Can you repeat the data below word for word, omitting the pictures?

--------------------------------------------------

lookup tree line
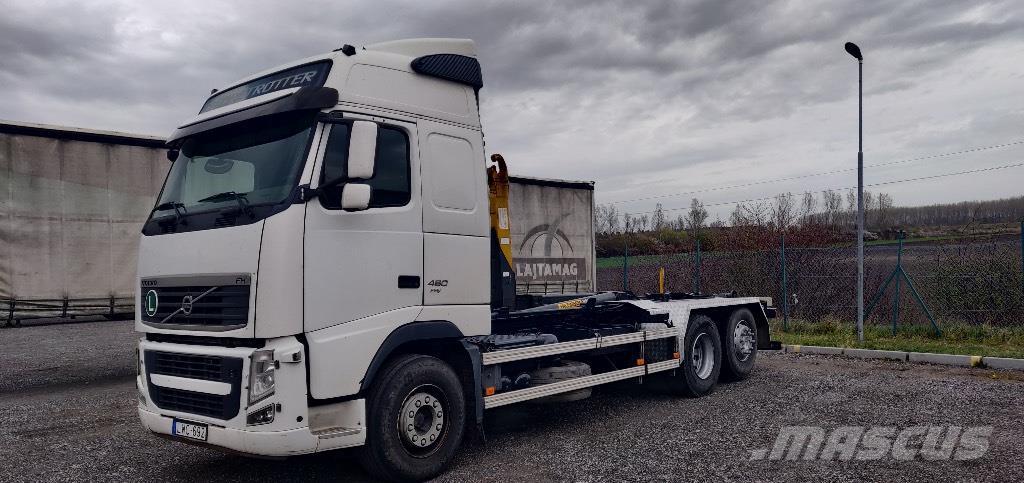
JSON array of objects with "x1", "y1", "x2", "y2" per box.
[{"x1": 594, "y1": 189, "x2": 1024, "y2": 257}]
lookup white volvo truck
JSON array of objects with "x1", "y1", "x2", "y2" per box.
[{"x1": 135, "y1": 39, "x2": 774, "y2": 480}]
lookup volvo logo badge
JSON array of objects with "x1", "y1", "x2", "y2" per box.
[
  {"x1": 181, "y1": 295, "x2": 191, "y2": 315},
  {"x1": 144, "y1": 291, "x2": 160, "y2": 317}
]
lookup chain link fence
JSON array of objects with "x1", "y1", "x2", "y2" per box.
[{"x1": 597, "y1": 229, "x2": 1024, "y2": 326}]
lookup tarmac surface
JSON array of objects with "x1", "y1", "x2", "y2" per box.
[{"x1": 0, "y1": 321, "x2": 1024, "y2": 482}]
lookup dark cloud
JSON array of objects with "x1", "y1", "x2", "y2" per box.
[{"x1": 0, "y1": 0, "x2": 1024, "y2": 214}]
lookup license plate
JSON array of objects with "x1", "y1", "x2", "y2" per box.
[{"x1": 171, "y1": 420, "x2": 208, "y2": 441}]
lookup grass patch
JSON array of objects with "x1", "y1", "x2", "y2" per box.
[
  {"x1": 771, "y1": 319, "x2": 1024, "y2": 358},
  {"x1": 597, "y1": 253, "x2": 691, "y2": 269}
]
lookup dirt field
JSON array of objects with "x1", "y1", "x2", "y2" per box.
[{"x1": 0, "y1": 322, "x2": 1024, "y2": 482}]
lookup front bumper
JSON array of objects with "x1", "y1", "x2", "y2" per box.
[
  {"x1": 136, "y1": 337, "x2": 366, "y2": 456},
  {"x1": 138, "y1": 406, "x2": 319, "y2": 456}
]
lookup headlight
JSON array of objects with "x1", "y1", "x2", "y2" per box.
[{"x1": 249, "y1": 349, "x2": 274, "y2": 404}]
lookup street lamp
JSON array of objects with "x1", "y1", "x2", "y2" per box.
[{"x1": 845, "y1": 42, "x2": 864, "y2": 342}]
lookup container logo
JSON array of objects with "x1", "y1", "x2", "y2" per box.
[
  {"x1": 514, "y1": 213, "x2": 588, "y2": 282},
  {"x1": 145, "y1": 290, "x2": 160, "y2": 317}
]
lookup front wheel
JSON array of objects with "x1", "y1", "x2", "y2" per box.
[
  {"x1": 722, "y1": 309, "x2": 758, "y2": 381},
  {"x1": 360, "y1": 355, "x2": 466, "y2": 481},
  {"x1": 663, "y1": 315, "x2": 722, "y2": 397}
]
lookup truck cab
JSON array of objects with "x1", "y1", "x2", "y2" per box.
[{"x1": 135, "y1": 39, "x2": 768, "y2": 480}]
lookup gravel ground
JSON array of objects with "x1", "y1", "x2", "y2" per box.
[{"x1": 0, "y1": 322, "x2": 1024, "y2": 482}]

--------------------------------------------------

» **COMPLETED EXERCISE**
lookup tree line
JSON array of objects with "x1", "y1", "x2", "y2" per box.
[{"x1": 594, "y1": 189, "x2": 1024, "y2": 257}]
lookup white volvo truck
JSON array of objects with "x1", "y1", "x2", "y2" per box.
[{"x1": 135, "y1": 39, "x2": 774, "y2": 480}]
lookup volvo logo badge
JSON array of objects with "x1", "y1", "x2", "y2" per box.
[
  {"x1": 181, "y1": 295, "x2": 191, "y2": 315},
  {"x1": 144, "y1": 291, "x2": 160, "y2": 317}
]
lookup chain link fence
JSON array of objects with "x1", "y1", "x2", "y2" per box.
[{"x1": 597, "y1": 229, "x2": 1024, "y2": 326}]
lookup tarmac surface
JSON array of objects with "x1", "y1", "x2", "y2" per box.
[{"x1": 0, "y1": 321, "x2": 1024, "y2": 482}]
lookup dark cloud
JSON array of objects with "x1", "y1", "x2", "y2" per box.
[{"x1": 0, "y1": 0, "x2": 1024, "y2": 214}]
lookup license plate
JSON array of objects with "x1", "y1", "x2", "y2" per box.
[{"x1": 171, "y1": 420, "x2": 208, "y2": 441}]
lookup grass patch
JSON array of objects with "x1", "y1", "x2", "y2" per box.
[
  {"x1": 771, "y1": 319, "x2": 1024, "y2": 358},
  {"x1": 597, "y1": 253, "x2": 691, "y2": 269}
]
lookup dirt field
JSON array of objects with "x1", "y1", "x2", "y2" per box.
[{"x1": 0, "y1": 322, "x2": 1024, "y2": 482}]
lookup front bumper
JSON array of objects with "x1", "y1", "x2", "y2" per box.
[
  {"x1": 136, "y1": 337, "x2": 366, "y2": 456},
  {"x1": 138, "y1": 406, "x2": 319, "y2": 456}
]
lookup headlight
JSON array of objects with "x1", "y1", "x2", "y2" per box.
[{"x1": 249, "y1": 349, "x2": 274, "y2": 404}]
lookup street lamp
JSON array of objects with "x1", "y1", "x2", "y2" per box.
[{"x1": 845, "y1": 42, "x2": 864, "y2": 342}]
lookup container logo
JSON array of objects with "x1", "y1", "x2", "y2" per box.
[
  {"x1": 514, "y1": 213, "x2": 588, "y2": 282},
  {"x1": 145, "y1": 290, "x2": 160, "y2": 317}
]
lookup front wheel
JSON array of objects with "x1", "y1", "x2", "y2" per box.
[
  {"x1": 722, "y1": 309, "x2": 758, "y2": 381},
  {"x1": 360, "y1": 355, "x2": 466, "y2": 481},
  {"x1": 663, "y1": 315, "x2": 722, "y2": 397}
]
lookup truck cab
JSON array of objects with "x1", "y1", "x2", "y2" per box.
[{"x1": 135, "y1": 39, "x2": 768, "y2": 480}]
lookup gravel ground
JSON array of objects with "x1", "y1", "x2", "y2" per box.
[{"x1": 0, "y1": 322, "x2": 1024, "y2": 482}]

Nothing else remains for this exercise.